**Exercise inputs:**

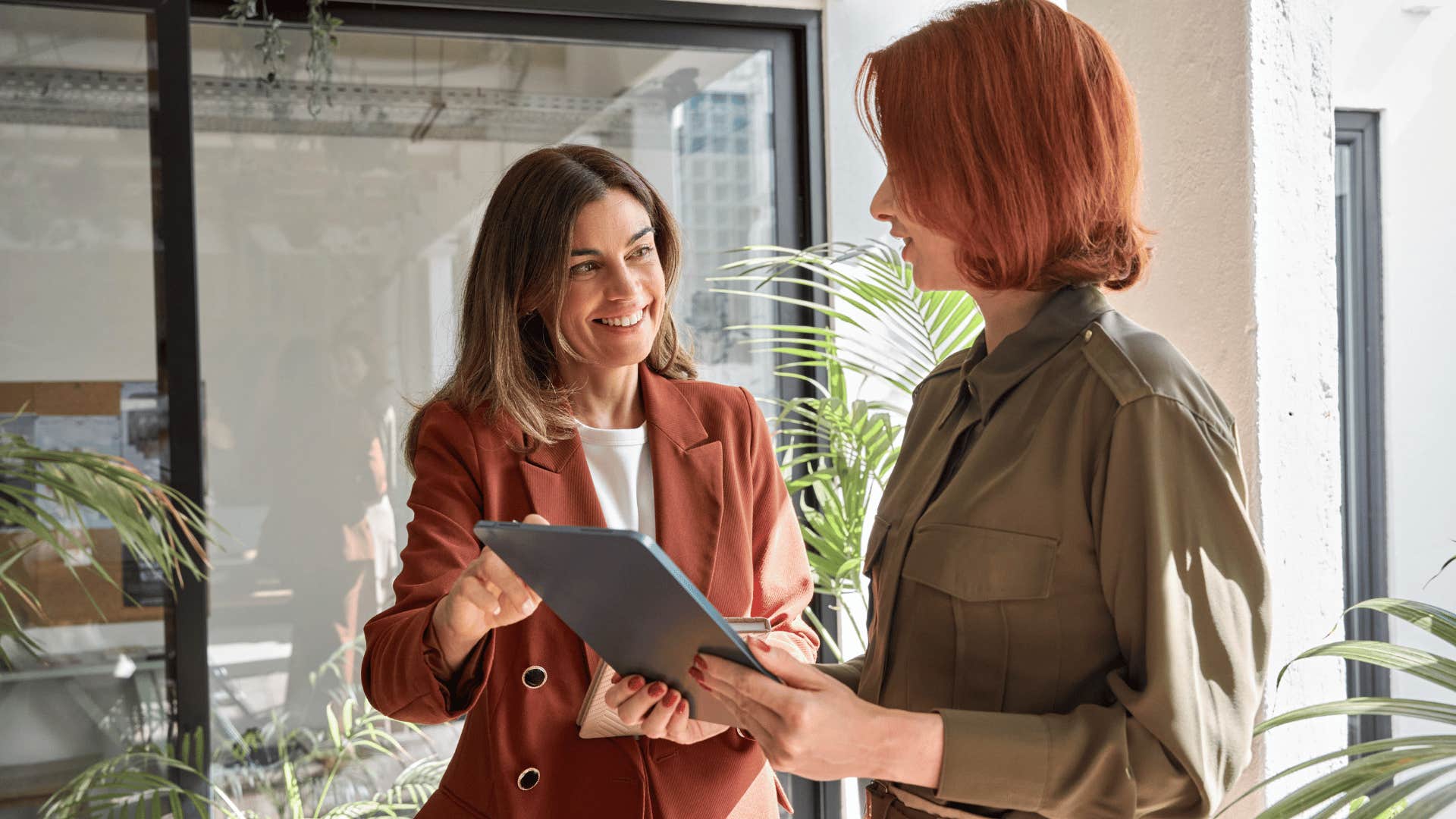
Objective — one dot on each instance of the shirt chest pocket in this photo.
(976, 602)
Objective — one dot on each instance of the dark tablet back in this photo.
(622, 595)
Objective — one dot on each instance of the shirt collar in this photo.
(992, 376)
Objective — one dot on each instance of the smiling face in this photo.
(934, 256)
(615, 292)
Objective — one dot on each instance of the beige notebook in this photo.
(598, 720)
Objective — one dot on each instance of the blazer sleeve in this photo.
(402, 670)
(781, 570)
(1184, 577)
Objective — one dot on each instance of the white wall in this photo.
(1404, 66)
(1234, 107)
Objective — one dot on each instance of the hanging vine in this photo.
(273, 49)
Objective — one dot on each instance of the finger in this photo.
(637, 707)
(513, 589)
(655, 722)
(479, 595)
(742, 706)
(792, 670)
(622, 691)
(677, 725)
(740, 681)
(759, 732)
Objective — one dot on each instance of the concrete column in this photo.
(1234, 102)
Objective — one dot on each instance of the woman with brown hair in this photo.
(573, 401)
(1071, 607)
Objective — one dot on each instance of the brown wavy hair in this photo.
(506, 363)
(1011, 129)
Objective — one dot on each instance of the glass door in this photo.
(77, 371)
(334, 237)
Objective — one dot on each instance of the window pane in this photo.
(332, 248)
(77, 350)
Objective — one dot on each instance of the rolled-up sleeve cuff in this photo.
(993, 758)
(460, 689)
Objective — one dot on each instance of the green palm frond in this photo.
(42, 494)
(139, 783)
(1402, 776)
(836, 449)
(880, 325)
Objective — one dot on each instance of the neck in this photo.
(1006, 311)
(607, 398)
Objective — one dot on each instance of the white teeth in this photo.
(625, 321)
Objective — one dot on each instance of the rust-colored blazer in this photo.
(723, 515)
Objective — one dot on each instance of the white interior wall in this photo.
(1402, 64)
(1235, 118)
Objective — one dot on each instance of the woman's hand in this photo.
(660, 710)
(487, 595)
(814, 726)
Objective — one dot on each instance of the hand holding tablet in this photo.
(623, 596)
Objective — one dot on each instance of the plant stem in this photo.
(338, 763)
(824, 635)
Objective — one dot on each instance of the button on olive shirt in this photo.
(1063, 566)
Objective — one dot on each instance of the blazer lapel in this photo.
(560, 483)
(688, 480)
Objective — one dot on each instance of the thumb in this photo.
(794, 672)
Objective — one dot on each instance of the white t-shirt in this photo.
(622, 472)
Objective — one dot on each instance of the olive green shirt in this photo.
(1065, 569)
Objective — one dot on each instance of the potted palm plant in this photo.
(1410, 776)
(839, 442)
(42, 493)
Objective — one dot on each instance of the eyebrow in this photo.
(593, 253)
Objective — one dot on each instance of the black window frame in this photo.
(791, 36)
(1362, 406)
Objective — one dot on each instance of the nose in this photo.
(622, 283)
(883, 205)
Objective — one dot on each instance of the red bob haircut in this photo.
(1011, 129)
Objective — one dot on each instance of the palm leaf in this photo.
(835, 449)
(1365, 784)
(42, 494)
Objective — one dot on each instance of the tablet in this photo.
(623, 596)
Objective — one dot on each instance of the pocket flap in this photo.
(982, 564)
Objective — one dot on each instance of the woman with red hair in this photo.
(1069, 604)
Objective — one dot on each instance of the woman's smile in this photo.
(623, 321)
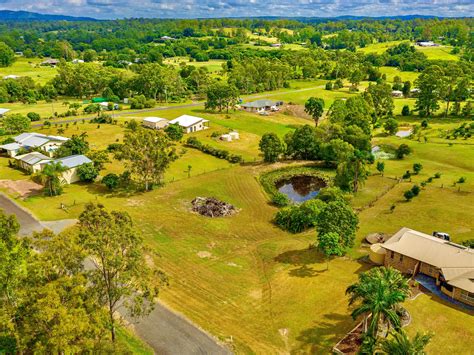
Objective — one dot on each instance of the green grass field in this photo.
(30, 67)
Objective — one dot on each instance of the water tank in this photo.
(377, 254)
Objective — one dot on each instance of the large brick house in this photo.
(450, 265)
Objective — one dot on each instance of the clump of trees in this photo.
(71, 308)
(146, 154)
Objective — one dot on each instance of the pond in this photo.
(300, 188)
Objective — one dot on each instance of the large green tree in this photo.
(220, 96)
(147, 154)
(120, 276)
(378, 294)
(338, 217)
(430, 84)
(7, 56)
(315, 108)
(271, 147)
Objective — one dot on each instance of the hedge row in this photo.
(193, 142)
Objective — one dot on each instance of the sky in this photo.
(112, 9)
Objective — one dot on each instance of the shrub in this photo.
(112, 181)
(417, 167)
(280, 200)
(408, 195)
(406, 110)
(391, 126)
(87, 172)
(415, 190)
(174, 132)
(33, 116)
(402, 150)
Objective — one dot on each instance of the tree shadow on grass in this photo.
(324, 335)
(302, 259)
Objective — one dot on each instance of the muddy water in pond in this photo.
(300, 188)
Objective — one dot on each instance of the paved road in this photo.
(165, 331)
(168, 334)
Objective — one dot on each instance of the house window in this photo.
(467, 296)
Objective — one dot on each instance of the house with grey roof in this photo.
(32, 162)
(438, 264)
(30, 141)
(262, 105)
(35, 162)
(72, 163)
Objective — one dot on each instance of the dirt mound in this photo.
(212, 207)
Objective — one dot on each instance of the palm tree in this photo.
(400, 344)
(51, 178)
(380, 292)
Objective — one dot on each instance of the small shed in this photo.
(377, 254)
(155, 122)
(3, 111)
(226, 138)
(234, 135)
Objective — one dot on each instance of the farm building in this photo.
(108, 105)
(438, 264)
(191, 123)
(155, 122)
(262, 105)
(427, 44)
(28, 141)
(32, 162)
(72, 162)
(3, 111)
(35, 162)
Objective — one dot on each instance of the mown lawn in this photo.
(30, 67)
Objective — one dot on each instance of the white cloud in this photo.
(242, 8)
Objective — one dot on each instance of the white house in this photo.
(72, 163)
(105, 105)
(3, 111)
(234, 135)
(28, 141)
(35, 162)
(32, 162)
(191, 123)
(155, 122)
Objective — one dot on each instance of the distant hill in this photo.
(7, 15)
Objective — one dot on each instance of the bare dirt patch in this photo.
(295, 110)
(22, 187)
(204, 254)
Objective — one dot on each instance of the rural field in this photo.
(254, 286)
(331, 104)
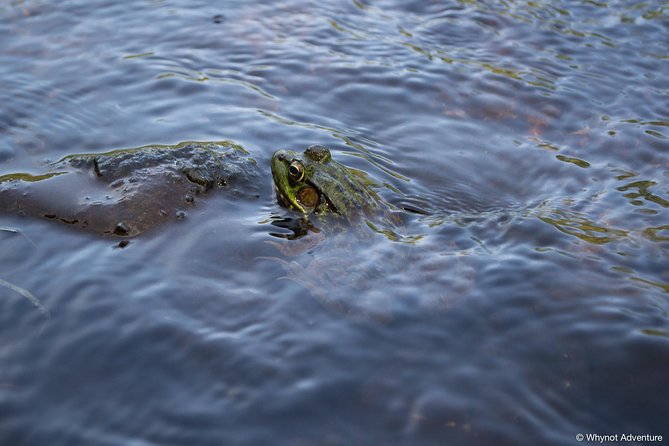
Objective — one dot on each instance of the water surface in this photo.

**What to work on:** Give the records above as a Markdown table with the columns Row and Line, numbering each line in order and leaving out blank lines. Leave the pictures out.

**Result of the task:**
| Row | Line |
|---|---|
| 1 | Objective — one dot on each instance of the shirt chest pocket in this photo. |
| 2 | (976, 602) |
| 3 | Objective — one dot on each instance of the dark tablet back in this photo. |
| 4 | (622, 595) |
| 5 | Objective — one dot on each instance of the shirt collar in this photo. |
| 6 | (992, 376) |
| 7 | Objective — one dot on each instance of the smiling face in this photo. |
| 8 | (934, 256) |
| 9 | (615, 292) |
| 10 | Objective — one dot on each instance of the beige notebook in this photo. |
| 11 | (598, 720) |
| 12 | Objective — one dot on each instance of the blazer sleeve in this photo. |
| 13 | (402, 670) |
| 14 | (781, 570) |
| 15 | (1184, 577) |
| 16 | Objective — one dot on each instance of the white wall in this photo. |
| 17 | (1404, 66) |
| 18 | (1234, 107) |
| 19 | Objective — one dot on each instance of the hanging vine in this photo. |
| 20 | (273, 49) |
| 21 | Objective — one dot on each instance of the finger in this photo. |
| 22 | (637, 707) |
| 23 | (513, 589) |
| 24 | (655, 722) |
| 25 | (479, 595) |
| 26 | (742, 706) |
| 27 | (792, 670) |
| 28 | (622, 691) |
| 29 | (677, 725) |
| 30 | (740, 681) |
| 31 | (759, 732) |
| 32 | Objective — one dot on each instance of the concrete column in this photo. |
| 33 | (1234, 102) |
| 34 | Objective — one dot on each instance of the woman with brown hair in this photo. |
| 35 | (573, 401) |
| 36 | (1071, 607) |
| 37 | Objective — one dot on each instance of the brown wavy hair in this photo. |
| 38 | (506, 363) |
| 39 | (1011, 129) |
| 40 | Objective — one dot on each instance of the glass door in this photo. |
| 41 | (77, 371) |
| 42 | (334, 237) |
| 43 | Objective — one dot on each instance of the window pane in this photo. |
| 44 | (332, 248) |
| 45 | (77, 350) |
| 46 | Objective — one dot on each instance of the rolled-up sleeve cuff in this photo. |
| 47 | (993, 758) |
| 48 | (460, 689) |
| 49 | Objective — one dot on each instance of the green palm frond in this photo. |
| 50 | (42, 494) |
| 51 | (139, 783) |
| 52 | (1402, 776) |
| 53 | (836, 449) |
| 54 | (880, 325) |
| 55 | Objective — one dot on each instance of the neck in this photo. |
| 56 | (1006, 311) |
| 57 | (607, 398) |
| 58 | Objective — one dot on each instance of the white teeth in this photo. |
| 59 | (625, 321) |
| 60 | Objective — one dot on each instance of the rust-colored blazer in this photo. |
| 61 | (723, 515) |
| 62 | Objective — one dot on each instance of the white interior wall in this photo. |
| 63 | (1402, 64) |
| 64 | (1235, 118) |
| 65 | Objective — one dot on each instance of the woman's hand in this photo. |
| 66 | (660, 710) |
| 67 | (487, 595) |
| 68 | (814, 726) |
| 69 | Objective — one dot on each instance of the hand holding tablet in this photo. |
| 70 | (623, 596) |
| 71 | Objective — one dot on each instance of the plant stem in this photo. |
| 72 | (338, 763) |
| 73 | (824, 635) |
| 74 | Objective — one dot on each instance of the button on olive shirt in this photo. |
| 75 | (1063, 566) |
| 76 | Objective — one dot on each instance of the blazer lapel in this photo. |
| 77 | (560, 483) |
| 78 | (688, 480) |
| 79 | Objective — one dot on each instance of the thumb in this photo. |
| 80 | (794, 672) |
| 81 | Objective — one dot on each instance of the white t-shirt in this photo. |
| 82 | (622, 472) |
| 83 | Objective — one dot on each instance of the olive green shirt in this photo. |
| 84 | (1065, 569) |
| 85 | Objective — one dot on each instance of the potted palm plant in this photo. |
| 86 | (1410, 776) |
| 87 | (839, 442) |
| 88 | (42, 493) |
| 89 | Objective — one dot on each instance of the eyebrow in this photo. |
| 90 | (593, 253) |
| 91 | Objective — one dot on each instance of the black window frame in this photo. |
| 92 | (791, 36) |
| 93 | (1362, 406) |
| 94 | Objective — one dot on each instance of the nose in this photo. |
| 95 | (622, 283) |
| 96 | (883, 205) |
| 97 | Objective — one dot on each instance of the red bob haircut in this photo. |
| 98 | (1011, 129) |
| 99 | Objective — one dot on each instance of the palm leaf in this photo. |
| 100 | (835, 449) |
| 101 | (1365, 784) |
| 102 | (42, 494) |
| 103 | Objective — one dot on each instance of the tablet in this photo. |
| 104 | (623, 596) |
| 105 | Objective — one dot on each instance of the pocket flap in this photo. |
| 106 | (982, 564) |
| 107 | Objective — one dot on each instance of the woman with red hair in this photo. |
| 108 | (1069, 604) |
| 109 | Objective — one dot on each instance of the woman's smile in this photo. |
| 110 | (623, 321) |
| 111 | Objective — one dot on each instance of the green grass field in this photo. |
| 112 | (30, 67) |
| 113 | Objective — one dot on each instance of the water tank in this photo. |
| 114 | (377, 254) |
| 115 | Objective — one dot on each instance of the large brick house in this photo. |
| 116 | (450, 265) |
| 117 | Objective — one dot on each instance of the clump of trees in this photo. |
| 118 | (71, 308) |
| 119 | (146, 154) |
| 120 | Objective — one dot on each instance of the pond in this photo. |
| 121 | (300, 188) |
| 122 | Objective — one dot on each instance of the large green tree in this photo. |
| 123 | (220, 96) |
| 124 | (147, 154) |
| 125 | (120, 276) |
| 126 | (378, 294) |
| 127 | (338, 217) |
| 128 | (430, 84) |
| 129 | (7, 56) |
| 130 | (315, 108) |
| 131 | (271, 147) |
| 132 | Objective — one dot on each instance of the hedge row in this photo. |
| 133 | (193, 142) |
| 134 | Objective — one dot on each instance of the sky in this photo. |
| 135 | (112, 9) |
| 136 | Objective — one dot on each instance of the shrub in this photo. |
| 137 | (112, 181) |
| 138 | (417, 167) |
| 139 | (280, 200) |
| 140 | (408, 195) |
| 141 | (406, 110) |
| 142 | (391, 126) |
| 143 | (87, 172) |
| 144 | (415, 190) |
| 145 | (174, 132) |
| 146 | (33, 116) |
| 147 | (402, 150) |
| 148 | Objective — one dot on each instance of the tree shadow on grass in this photo. |
| 149 | (324, 335) |
| 150 | (302, 259) |
| 151 | Objective — one dot on each instance of the muddy water in pond in this photo. |
| 152 | (300, 188) |
| 153 | Objective — one dot on each instance of the paved road in this photo. |
| 154 | (165, 331) |
| 155 | (168, 334) |
| 156 | Objective — one dot on each instance of the house window in this photo. |
| 157 | (467, 296) |
| 158 | Objective — one dot on each instance of the house with grey roof in this photo. |
| 159 | (32, 162) |
| 160 | (438, 264) |
| 161 | (30, 141) |
| 162 | (262, 105) |
| 163 | (35, 162) |
| 164 | (72, 163) |
| 165 | Objective — one dot on each instance of the dirt mound in this photo. |
| 166 | (212, 207) |
| 167 | Objective — one dot on each instance of the palm tree in this photo. |
| 168 | (400, 344) |
| 169 | (51, 178) |
| 170 | (380, 292) |
| 171 | Objective — one dot on each instance of the small shed in this photo. |
| 172 | (377, 254) |
| 173 | (155, 122) |
| 174 | (3, 111) |
| 175 | (226, 138) |
| 176 | (234, 135) |
| 177 | Objective — one dot on each instance of the farm building in this photo. |
| 178 | (108, 105) |
| 179 | (438, 264) |
| 180 | (191, 123) |
| 181 | (155, 122) |
| 182 | (262, 105) |
| 183 | (427, 44) |
| 184 | (28, 141) |
| 185 | (32, 162) |
| 186 | (72, 162) |
| 187 | (3, 111) |
| 188 | (35, 162) |
| 189 | Objective — one dot on each instance of the mown lawn in this photo. |
| 190 | (30, 67) |
| 191 | Objective — one dot on each instance of the white cloud in this photo. |
| 192 | (242, 8) |
| 193 | Objective — one dot on each instance of the white house in this photo. |
| 194 | (72, 163) |
| 195 | (105, 105) |
| 196 | (3, 111) |
| 197 | (234, 135) |
| 198 | (28, 141) |
| 199 | (35, 162) |
| 200 | (32, 162) |
| 201 | (191, 123) |
| 202 | (155, 122) |
| 203 | Objective — one dot on each instance of the distant hill in this photo. |
| 204 | (7, 15) |
| 205 | Objective — one dot on each instance of the bare dirt patch in this photo. |
| 206 | (295, 110) |
| 207 | (22, 187) |
| 208 | (204, 254) |
| 209 | Objective — one dot on each instance of the rural field in this photo. |
| 210 | (254, 286) |
| 211 | (331, 104) |
| 212 | Objective — one dot on each instance of the water surface in this photo. |